- _Exercise goal_: Please rewrite the lines from the first one up to and including the line with "(1124, 506)", swapping "bare tree" for "leafless tree" and leaving all else unchanged.

- _Extracted material_:
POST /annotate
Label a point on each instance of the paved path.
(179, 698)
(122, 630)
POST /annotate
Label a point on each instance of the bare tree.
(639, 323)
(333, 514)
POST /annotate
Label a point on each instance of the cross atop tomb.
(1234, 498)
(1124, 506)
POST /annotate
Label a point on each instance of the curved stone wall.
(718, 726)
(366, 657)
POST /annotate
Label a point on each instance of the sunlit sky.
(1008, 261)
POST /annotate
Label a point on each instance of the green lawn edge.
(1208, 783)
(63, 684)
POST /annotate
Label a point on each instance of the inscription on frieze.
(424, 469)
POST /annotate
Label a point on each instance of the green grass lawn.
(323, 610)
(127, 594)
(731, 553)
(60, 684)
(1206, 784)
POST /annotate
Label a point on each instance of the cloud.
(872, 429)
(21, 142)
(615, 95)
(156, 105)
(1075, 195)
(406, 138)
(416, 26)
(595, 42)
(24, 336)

- _The output_:
POST /annotate
Label a point on each instance of the paved path.
(179, 698)
(122, 630)
POST /annotate
Label a point on each instance of the leafless tree.
(639, 323)
(333, 514)
POST /annotate
Label a point on each instance of the cross atop tomb.
(1234, 498)
(1124, 506)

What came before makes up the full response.